DATA UNDER STUDY below:

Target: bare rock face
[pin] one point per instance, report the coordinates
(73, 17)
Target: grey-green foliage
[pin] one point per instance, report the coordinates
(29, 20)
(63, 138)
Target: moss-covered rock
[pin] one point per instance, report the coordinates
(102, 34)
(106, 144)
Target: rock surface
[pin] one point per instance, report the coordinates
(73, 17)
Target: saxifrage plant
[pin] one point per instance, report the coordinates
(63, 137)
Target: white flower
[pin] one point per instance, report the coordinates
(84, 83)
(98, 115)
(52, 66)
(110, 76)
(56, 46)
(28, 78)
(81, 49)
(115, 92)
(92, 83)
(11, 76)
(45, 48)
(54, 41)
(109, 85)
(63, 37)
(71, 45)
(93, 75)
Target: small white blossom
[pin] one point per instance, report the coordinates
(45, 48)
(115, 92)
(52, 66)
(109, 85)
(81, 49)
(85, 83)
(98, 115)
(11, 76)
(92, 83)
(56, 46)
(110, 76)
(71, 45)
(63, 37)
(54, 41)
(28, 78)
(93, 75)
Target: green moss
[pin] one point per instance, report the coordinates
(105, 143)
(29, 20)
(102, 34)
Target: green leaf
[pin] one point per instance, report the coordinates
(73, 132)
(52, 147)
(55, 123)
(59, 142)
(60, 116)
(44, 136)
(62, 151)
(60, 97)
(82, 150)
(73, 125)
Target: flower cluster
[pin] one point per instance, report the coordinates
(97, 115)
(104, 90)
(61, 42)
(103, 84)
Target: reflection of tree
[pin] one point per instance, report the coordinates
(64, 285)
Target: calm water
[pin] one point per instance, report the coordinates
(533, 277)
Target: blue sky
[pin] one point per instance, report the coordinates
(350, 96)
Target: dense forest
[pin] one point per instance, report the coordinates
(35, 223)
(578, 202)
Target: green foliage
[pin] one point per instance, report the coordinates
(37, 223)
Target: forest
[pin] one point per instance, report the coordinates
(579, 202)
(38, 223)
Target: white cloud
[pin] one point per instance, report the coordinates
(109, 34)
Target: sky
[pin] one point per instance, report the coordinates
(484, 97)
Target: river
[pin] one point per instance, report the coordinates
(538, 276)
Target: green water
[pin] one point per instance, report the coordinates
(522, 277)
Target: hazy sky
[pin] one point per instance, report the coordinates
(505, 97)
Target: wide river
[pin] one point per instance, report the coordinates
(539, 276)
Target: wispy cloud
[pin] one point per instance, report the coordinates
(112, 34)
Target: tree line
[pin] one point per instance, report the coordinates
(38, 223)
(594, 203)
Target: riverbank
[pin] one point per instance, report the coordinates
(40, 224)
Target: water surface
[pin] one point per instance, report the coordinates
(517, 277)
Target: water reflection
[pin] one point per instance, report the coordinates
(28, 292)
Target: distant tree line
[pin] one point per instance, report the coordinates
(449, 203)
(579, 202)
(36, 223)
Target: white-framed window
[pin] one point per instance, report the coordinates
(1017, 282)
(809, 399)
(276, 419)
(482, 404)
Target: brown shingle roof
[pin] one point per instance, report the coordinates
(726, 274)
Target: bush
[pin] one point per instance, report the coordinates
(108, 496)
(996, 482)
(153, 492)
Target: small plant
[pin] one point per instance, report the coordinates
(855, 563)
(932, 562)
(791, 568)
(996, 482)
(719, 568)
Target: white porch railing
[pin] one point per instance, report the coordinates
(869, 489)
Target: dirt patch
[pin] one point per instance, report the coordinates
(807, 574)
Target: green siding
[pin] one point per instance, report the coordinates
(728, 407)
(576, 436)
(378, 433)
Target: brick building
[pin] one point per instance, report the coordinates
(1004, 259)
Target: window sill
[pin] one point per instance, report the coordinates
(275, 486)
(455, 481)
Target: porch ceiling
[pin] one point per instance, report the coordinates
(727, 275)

End of DATA UNDER STUDY.

_EXERCISE GOAL_
Leave out every line above except those from the line with "Target: green leaf" up to and including the line with "Target: white-framed window", and copy those exactly.

_RESULT_
Target: green leaf
[pin] one point per instance, report the coordinates
(73, 132)
(52, 147)
(55, 123)
(59, 142)
(60, 116)
(44, 136)
(62, 151)
(60, 97)
(82, 150)
(73, 125)
Target: flower cluster
[pin] one point per instance, report the coordinates
(97, 115)
(104, 90)
(61, 42)
(103, 84)
Target: reflection of tree
[pin] one point per instance, report the coordinates
(64, 285)
Target: calm water
[pin] one point per instance, report the coordinates
(533, 277)
Target: blue sky
[pin] one point per instance, report the coordinates
(350, 96)
Target: dense forest
[pin] one point per instance, report the coordinates
(35, 223)
(578, 202)
Target: green foliage
[pin] one point per instance, report the coordinates
(37, 223)
Target: forest
[pin] one point per instance, report the coordinates
(579, 202)
(38, 223)
Target: white cloud
[pin] one point per instance, report the coordinates
(109, 34)
Target: sky
[pin] one point per instance, report the coordinates
(484, 97)
Target: river
[pin] one point per instance, report the coordinates
(538, 276)
Target: green water
[pin] one point per instance, report the coordinates
(522, 277)
Target: hazy sky
[pin] one point per instance, report the coordinates
(505, 97)
Target: wide river
[pin] one point per instance, report the coordinates
(539, 276)
Target: wispy cloud
[pin] one point per instance, report the coordinates
(112, 34)
Target: tree line
[pin] one point per instance, report the coordinates
(38, 223)
(594, 203)
Target: riverbank
[pin] one point per instance, report the coordinates
(40, 224)
Target: water surface
[pin] one point per instance, report the coordinates
(517, 277)
Target: water reflection
[pin] one point per instance, report the coordinates
(28, 292)
Target: distant tree line
[pin] one point per instance, report the coordinates
(449, 203)
(579, 202)
(36, 223)
Target: white-framed window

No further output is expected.